◆ JOB:
Please resume the blog post about a birding slump and write on from its last line.

◆ QUOTED PASSAGE:
- - - - -

Have you ever gone through a phase where you just aren’t getting the birds you want to? Or maybe you’re seeing amazing birds, but your photographs aren’t turning out. Whatever the reason, a birding slump can happen to anyone and can be a real downer. I would know because I’m currently in one and desperately trying to claw myself out of it!
My Birding Slump
I can’t even pinpoint exactly when the slump started, but today I was really feeling it! The worst part about a birding slump is that you start to go down a negative spiral where one minor setback turns into the general feeling that NOTHING is working out in your favour. For me it’s been a combination of setbacks that lead me to decide today that the slump is here and it’s real!
Although I didn’t know it at the time, the birding slump probably began when I tried to photograph my first Fox Sparrow a few weeks ago. I just can’t get it! I know the exact place where it skulks in the underbrush at a local conservation area, but every time I try to photograph it, I flush it and it disappears. One after another, other people I know have been able to get awesome photographs and videos of the Fox Sparrow. Why can’t I do it?
The birding slump definitely deepened with my Purple Sandpiper shenanigans. Purple Sandpipers migrate through Ottawa for a small window of about 2 weeks every year in the late fall. I’ve never seen one and I thought this year it would be fun to try for one. Fun? What was I thinking?
I got word last week that Friday would be a great day to check for Purple Sandpipers at a rocky pier about a 10 minute walk from my house. I arrived back from Chicago late Thursday night so I was exhausted, but the next morning I dragged myself out of bed and lugged my camera down to the pier. It was a beautiful sunny morning, but after scanning what felt like every rock on the pier I gave up and came home. Later that day I tortured myself and went onto eBird to check if any had been seen. Of course one had been reported with an awesome closeup photograph in that exact spot about 30 minutes before I arrived. 30 minutes!
Rather than let that deter me, the next morning I woke up at the crack of dawn and decided to go for it again. I spent about an hour scanning the pier, but alas no Purple Sandpiper. I did meet other birders looking for the same thing (so I felt a bit better that I wasn’t the only one!). The following morning as light began to fill my bedroom, my first thought upon waking was “purple sandpiper”. Ugh, I guess I have to go to the pier to look for it again! Alas, 3rd time was not a charm and I am still Purple Sandpiper-less.
The slump reached its crescendo yesterday afternoon when I went to go visit a flock of Snow Geese that have arrived east of the city. Last year when I visited this same flock it was an absolutely incredible experience. There were literally thousands of birds flying in overhead and the field was full to the brim with Snow Geese. This year when we arrived the flock, although still impressive, was much smaller and the Snow Geese had chosen the absolute furthest field from the road. Seriously! I can’t even get a decent shot of thousands of Snow Geese 😉
My Tips for Getting out of a Birding Slump
Recognize the Addiction
Hi, my name is Laura and I’m a birding addict!

- - - - -

◆ DATASET ENTRIES:
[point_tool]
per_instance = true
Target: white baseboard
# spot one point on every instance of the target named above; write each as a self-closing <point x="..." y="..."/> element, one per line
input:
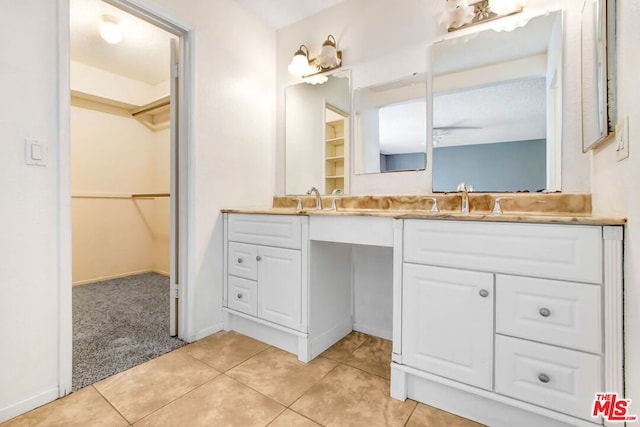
<point x="161" y="272"/>
<point x="28" y="404"/>
<point x="370" y="330"/>
<point x="207" y="331"/>
<point x="319" y="343"/>
<point x="114" y="276"/>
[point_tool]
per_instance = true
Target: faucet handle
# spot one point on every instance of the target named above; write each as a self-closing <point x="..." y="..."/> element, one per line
<point x="497" y="210"/>
<point x="434" y="205"/>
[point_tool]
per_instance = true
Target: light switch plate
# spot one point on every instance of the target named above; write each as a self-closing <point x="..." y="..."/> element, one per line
<point x="622" y="139"/>
<point x="35" y="152"/>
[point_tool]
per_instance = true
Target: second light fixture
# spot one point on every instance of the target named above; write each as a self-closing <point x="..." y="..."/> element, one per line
<point x="329" y="59"/>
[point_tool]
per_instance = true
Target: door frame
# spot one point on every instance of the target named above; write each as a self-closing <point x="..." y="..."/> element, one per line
<point x="186" y="177"/>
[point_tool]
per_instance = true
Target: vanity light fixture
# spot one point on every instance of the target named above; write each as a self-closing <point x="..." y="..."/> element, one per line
<point x="329" y="59"/>
<point x="506" y="7"/>
<point x="110" y="29"/>
<point x="488" y="10"/>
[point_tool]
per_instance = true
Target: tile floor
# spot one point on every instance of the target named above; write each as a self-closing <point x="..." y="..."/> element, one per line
<point x="228" y="379"/>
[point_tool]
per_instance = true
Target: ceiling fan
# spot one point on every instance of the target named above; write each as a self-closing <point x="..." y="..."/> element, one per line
<point x="440" y="131"/>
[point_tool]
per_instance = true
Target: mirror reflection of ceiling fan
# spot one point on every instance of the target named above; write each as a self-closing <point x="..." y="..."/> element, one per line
<point x="440" y="131"/>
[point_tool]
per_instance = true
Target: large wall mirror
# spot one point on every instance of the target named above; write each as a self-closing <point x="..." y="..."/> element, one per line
<point x="497" y="108"/>
<point x="317" y="134"/>
<point x="598" y="72"/>
<point x="390" y="132"/>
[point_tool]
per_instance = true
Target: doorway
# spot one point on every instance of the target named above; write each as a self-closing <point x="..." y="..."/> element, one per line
<point x="129" y="182"/>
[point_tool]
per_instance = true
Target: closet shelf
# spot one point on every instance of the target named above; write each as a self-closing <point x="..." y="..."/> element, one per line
<point x="119" y="195"/>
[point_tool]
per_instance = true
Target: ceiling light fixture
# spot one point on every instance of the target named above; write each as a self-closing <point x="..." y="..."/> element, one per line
<point x="110" y="29"/>
<point x="329" y="59"/>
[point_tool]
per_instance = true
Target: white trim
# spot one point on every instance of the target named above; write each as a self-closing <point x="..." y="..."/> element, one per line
<point x="613" y="310"/>
<point x="65" y="325"/>
<point x="203" y="333"/>
<point x="373" y="331"/>
<point x="398" y="228"/>
<point x="34" y="401"/>
<point x="117" y="276"/>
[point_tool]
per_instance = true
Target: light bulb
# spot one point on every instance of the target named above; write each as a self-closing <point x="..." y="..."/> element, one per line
<point x="110" y="30"/>
<point x="300" y="63"/>
<point x="329" y="54"/>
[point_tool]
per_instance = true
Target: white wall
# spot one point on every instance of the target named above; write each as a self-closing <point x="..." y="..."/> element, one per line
<point x="615" y="186"/>
<point x="28" y="206"/>
<point x="233" y="165"/>
<point x="383" y="43"/>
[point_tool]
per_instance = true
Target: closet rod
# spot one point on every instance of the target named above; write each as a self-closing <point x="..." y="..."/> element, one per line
<point x="100" y="196"/>
<point x="118" y="196"/>
<point x="149" y="195"/>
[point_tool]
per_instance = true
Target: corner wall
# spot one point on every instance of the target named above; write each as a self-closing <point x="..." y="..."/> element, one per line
<point x="616" y="190"/>
<point x="29" y="211"/>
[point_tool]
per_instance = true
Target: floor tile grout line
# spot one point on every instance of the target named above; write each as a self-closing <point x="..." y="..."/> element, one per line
<point x="307" y="390"/>
<point x="110" y="404"/>
<point x="173" y="400"/>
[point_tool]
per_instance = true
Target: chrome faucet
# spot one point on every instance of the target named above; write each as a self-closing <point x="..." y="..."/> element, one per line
<point x="318" y="198"/>
<point x="464" y="194"/>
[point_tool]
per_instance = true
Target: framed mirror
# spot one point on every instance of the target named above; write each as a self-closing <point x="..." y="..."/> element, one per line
<point x="390" y="132"/>
<point x="317" y="135"/>
<point x="598" y="72"/>
<point x="497" y="108"/>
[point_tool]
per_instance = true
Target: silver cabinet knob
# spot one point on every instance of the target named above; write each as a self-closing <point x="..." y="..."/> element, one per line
<point x="545" y="312"/>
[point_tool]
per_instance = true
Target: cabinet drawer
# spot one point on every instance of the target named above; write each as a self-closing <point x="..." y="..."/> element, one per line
<point x="556" y="378"/>
<point x="270" y="230"/>
<point x="567" y="252"/>
<point x="562" y="313"/>
<point x="243" y="295"/>
<point x="242" y="261"/>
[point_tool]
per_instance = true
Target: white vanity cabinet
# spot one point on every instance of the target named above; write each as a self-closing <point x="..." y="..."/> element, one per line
<point x="266" y="285"/>
<point x="447" y="323"/>
<point x="266" y="282"/>
<point x="508" y="321"/>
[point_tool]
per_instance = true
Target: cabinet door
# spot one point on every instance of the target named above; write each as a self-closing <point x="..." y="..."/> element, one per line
<point x="447" y="323"/>
<point x="280" y="286"/>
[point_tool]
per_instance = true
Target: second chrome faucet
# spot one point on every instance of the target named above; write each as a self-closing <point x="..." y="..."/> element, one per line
<point x="314" y="190"/>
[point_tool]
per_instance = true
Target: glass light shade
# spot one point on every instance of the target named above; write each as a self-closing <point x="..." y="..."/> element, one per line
<point x="110" y="30"/>
<point x="299" y="65"/>
<point x="505" y="7"/>
<point x="328" y="57"/>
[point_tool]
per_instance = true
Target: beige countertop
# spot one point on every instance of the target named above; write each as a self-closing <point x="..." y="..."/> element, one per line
<point x="424" y="214"/>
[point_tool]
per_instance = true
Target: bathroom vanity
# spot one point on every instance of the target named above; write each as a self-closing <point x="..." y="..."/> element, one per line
<point x="494" y="317"/>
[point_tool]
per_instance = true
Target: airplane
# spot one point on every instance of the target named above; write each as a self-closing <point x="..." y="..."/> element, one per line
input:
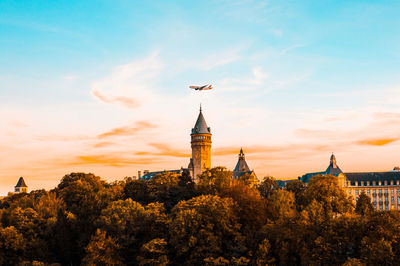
<point x="200" y="88"/>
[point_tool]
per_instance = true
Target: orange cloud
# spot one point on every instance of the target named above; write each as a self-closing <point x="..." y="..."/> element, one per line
<point x="268" y="149"/>
<point x="377" y="142"/>
<point x="128" y="131"/>
<point x="124" y="101"/>
<point x="109" y="160"/>
<point x="165" y="150"/>
<point x="103" y="144"/>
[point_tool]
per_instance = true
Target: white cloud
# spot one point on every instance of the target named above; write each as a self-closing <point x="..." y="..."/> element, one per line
<point x="130" y="83"/>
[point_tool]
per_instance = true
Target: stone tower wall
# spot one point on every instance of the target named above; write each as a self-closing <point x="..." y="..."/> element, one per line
<point x="201" y="153"/>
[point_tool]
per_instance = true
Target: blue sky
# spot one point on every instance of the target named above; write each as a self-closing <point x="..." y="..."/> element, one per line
<point x="294" y="80"/>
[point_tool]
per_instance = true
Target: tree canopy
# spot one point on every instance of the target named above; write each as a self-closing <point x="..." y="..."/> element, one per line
<point x="170" y="220"/>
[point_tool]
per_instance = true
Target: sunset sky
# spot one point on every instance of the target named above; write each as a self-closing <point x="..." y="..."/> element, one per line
<point x="103" y="86"/>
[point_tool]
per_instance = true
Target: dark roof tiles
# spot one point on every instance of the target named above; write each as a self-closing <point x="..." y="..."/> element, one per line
<point x="21" y="182"/>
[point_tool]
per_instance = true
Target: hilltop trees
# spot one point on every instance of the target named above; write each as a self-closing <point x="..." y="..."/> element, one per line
<point x="169" y="220"/>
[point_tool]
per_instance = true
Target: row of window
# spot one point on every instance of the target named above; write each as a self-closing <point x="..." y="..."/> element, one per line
<point x="374" y="192"/>
<point x="375" y="202"/>
<point x="374" y="183"/>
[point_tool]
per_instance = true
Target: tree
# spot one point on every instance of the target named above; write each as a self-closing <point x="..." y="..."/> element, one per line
<point x="326" y="190"/>
<point x="133" y="225"/>
<point x="12" y="246"/>
<point x="268" y="186"/>
<point x="214" y="180"/>
<point x="364" y="205"/>
<point x="205" y="227"/>
<point x="102" y="250"/>
<point x="298" y="188"/>
<point x="281" y="205"/>
<point x="154" y="253"/>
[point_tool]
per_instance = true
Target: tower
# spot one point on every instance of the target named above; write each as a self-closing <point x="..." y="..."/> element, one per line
<point x="241" y="166"/>
<point x="21" y="187"/>
<point x="201" y="147"/>
<point x="333" y="168"/>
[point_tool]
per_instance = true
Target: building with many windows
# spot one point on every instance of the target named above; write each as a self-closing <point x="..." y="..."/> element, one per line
<point x="382" y="187"/>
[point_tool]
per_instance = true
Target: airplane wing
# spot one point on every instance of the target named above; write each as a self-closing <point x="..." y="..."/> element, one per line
<point x="205" y="87"/>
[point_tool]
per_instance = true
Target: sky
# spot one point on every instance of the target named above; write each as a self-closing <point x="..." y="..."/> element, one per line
<point x="103" y="86"/>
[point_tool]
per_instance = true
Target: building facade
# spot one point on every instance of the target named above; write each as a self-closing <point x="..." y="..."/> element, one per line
<point x="201" y="156"/>
<point x="382" y="187"/>
<point x="21" y="187"/>
<point x="242" y="170"/>
<point x="201" y="147"/>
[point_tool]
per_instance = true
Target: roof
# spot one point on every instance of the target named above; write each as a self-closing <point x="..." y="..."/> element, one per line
<point x="241" y="167"/>
<point x="333" y="168"/>
<point x="372" y="176"/>
<point x="150" y="175"/>
<point x="21" y="182"/>
<point x="201" y="126"/>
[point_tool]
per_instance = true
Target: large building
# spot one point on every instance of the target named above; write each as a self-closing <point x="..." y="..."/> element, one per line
<point x="201" y="155"/>
<point x="21" y="187"/>
<point x="382" y="187"/>
<point x="242" y="170"/>
<point x="201" y="147"/>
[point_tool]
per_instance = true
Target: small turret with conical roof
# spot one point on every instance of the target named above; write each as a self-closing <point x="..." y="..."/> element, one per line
<point x="201" y="147"/>
<point x="333" y="168"/>
<point x="21" y="187"/>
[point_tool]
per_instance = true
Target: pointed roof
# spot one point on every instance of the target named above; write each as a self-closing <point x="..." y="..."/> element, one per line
<point x="241" y="165"/>
<point x="333" y="168"/>
<point x="201" y="126"/>
<point x="21" y="182"/>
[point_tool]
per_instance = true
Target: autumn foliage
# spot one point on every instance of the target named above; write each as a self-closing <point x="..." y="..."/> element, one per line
<point x="170" y="220"/>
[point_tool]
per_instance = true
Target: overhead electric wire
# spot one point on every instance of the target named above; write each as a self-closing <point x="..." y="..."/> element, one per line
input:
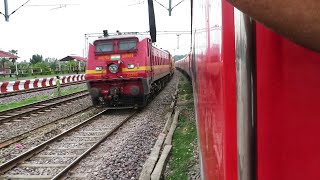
<point x="19" y="7"/>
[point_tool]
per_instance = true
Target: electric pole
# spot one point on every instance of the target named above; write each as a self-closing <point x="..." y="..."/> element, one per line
<point x="170" y="5"/>
<point x="178" y="40"/>
<point x="6" y="13"/>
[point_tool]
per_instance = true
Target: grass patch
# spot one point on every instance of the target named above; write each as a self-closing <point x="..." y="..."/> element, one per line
<point x="182" y="152"/>
<point x="13" y="78"/>
<point x="4" y="107"/>
<point x="184" y="138"/>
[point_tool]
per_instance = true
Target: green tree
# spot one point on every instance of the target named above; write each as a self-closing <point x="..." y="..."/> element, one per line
<point x="178" y="57"/>
<point x="36" y="59"/>
<point x="3" y="61"/>
<point x="14" y="52"/>
<point x="53" y="62"/>
<point x="44" y="66"/>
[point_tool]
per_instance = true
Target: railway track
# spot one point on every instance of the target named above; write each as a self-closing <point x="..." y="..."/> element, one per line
<point x="55" y="157"/>
<point x="14" y="93"/>
<point x="8" y="141"/>
<point x="24" y="112"/>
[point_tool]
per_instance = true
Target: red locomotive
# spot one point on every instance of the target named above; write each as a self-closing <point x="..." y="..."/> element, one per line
<point x="126" y="70"/>
<point x="256" y="95"/>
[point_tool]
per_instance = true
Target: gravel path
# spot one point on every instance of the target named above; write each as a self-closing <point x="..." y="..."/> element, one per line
<point x="69" y="146"/>
<point x="18" y="98"/>
<point x="16" y="128"/>
<point x="123" y="154"/>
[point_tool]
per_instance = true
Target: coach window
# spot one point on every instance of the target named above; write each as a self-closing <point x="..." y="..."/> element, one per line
<point x="104" y="46"/>
<point x="127" y="45"/>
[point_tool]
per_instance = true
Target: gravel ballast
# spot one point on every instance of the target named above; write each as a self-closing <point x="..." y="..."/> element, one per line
<point x="123" y="155"/>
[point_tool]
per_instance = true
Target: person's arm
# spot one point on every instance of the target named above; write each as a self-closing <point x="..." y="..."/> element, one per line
<point x="298" y="20"/>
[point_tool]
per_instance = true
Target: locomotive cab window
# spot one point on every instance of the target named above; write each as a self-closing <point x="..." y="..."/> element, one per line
<point x="127" y="45"/>
<point x="104" y="46"/>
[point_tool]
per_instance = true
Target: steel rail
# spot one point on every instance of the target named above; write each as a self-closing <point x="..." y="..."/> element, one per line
<point x="24" y="135"/>
<point x="14" y="93"/>
<point x="6" y="117"/>
<point x="83" y="155"/>
<point x="33" y="152"/>
<point x="27" y="155"/>
<point x="38" y="102"/>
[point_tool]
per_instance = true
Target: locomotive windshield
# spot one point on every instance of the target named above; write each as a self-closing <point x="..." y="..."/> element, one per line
<point x="127" y="45"/>
<point x="104" y="46"/>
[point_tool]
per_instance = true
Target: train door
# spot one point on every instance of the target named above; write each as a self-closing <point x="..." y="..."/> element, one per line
<point x="151" y="58"/>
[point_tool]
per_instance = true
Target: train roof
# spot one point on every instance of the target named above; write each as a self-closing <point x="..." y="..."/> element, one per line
<point x="123" y="36"/>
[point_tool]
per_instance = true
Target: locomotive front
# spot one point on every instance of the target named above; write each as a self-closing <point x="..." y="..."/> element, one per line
<point x="117" y="71"/>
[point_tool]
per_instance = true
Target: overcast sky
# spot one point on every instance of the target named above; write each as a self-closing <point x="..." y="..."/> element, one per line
<point x="57" y="32"/>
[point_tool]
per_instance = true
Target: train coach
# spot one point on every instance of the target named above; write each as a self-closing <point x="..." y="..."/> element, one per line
<point x="256" y="96"/>
<point x="126" y="70"/>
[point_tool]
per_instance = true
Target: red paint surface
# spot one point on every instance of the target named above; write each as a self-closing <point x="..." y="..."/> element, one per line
<point x="16" y="85"/>
<point x="4" y="87"/>
<point x="213" y="70"/>
<point x="43" y="82"/>
<point x="35" y="83"/>
<point x="51" y="81"/>
<point x="288" y="86"/>
<point x="26" y="84"/>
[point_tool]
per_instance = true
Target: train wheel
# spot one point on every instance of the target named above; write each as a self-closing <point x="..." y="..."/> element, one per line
<point x="95" y="101"/>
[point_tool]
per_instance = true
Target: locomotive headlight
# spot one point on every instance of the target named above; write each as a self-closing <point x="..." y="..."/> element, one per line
<point x="98" y="68"/>
<point x="130" y="66"/>
<point x="113" y="68"/>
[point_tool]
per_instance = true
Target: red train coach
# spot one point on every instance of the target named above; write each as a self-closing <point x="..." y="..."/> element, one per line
<point x="256" y="97"/>
<point x="126" y="70"/>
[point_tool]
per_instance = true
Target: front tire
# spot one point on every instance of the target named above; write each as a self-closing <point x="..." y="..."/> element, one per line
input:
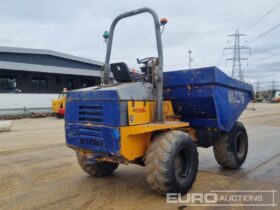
<point x="171" y="162"/>
<point x="231" y="148"/>
<point x="96" y="168"/>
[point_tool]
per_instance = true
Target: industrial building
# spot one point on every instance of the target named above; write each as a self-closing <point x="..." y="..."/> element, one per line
<point x="31" y="78"/>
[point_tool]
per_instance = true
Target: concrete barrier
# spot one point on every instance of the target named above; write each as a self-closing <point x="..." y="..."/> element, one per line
<point x="5" y="126"/>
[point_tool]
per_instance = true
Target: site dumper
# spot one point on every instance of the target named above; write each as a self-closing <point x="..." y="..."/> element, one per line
<point x="156" y="120"/>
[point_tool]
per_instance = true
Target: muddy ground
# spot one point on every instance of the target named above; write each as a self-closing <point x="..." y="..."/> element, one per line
<point x="37" y="170"/>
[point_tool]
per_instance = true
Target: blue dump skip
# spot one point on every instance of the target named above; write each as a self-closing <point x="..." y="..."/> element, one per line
<point x="207" y="97"/>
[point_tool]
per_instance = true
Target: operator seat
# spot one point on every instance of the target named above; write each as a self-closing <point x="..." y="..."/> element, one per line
<point x="121" y="72"/>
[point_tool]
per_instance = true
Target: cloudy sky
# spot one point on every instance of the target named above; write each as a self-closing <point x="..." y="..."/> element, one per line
<point x="76" y="27"/>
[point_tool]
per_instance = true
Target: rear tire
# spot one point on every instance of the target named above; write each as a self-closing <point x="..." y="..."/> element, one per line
<point x="96" y="168"/>
<point x="231" y="148"/>
<point x="171" y="162"/>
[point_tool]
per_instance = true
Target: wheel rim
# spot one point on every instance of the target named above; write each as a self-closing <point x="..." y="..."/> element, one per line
<point x="240" y="145"/>
<point x="182" y="164"/>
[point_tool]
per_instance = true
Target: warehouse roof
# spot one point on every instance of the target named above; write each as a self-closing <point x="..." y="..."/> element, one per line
<point x="40" y="60"/>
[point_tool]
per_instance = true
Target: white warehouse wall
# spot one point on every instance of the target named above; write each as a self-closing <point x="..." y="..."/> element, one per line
<point x="24" y="103"/>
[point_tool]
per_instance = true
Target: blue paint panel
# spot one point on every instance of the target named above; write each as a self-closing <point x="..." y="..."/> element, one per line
<point x="206" y="97"/>
<point x="88" y="95"/>
<point x="202" y="76"/>
<point x="93" y="138"/>
<point x="93" y="112"/>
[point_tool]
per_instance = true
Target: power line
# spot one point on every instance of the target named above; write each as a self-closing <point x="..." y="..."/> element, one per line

- - - - -

◆ SOLVED EXERCISE:
Jokes aside, it’s basically true. Birding can be addictive because when things are going well each new bird you see gives you that “boost” and you come away feeling awesome about the things you saw that day. The flip side of this is when you don’t get that perfect shot, or when you don’t see that bird you wanted to, you come away feeling negative. The best thing to do is recognize these types of emotions in yourself. You have to accept that if birding was easy and if everyday you came home with amazing Purple Sandpiper shots that you’d soon get bored. And when I finally do get to see my first Purple Sandpiper, the moment will be that much sweeter from having worked for it!
Get Back to Basics
Sometimes when you’re out chasing these more challenging species you can lose sight of the bigger picture. The joy of birding isn’t just from ticking boxes, but it’s in the smaller details, those little moments you get watching birds (even common birds). To get out of my birding slump, I plan to spend this afternoon just heading out and enjoying the outdoors. Since I’ve spent so much time recently focusing on these more difficult species, I’ve been neglecting to just walk around my local conservation area and just see what I see. Who knows, something unexpected may turn up when I’m not actually out looking for it.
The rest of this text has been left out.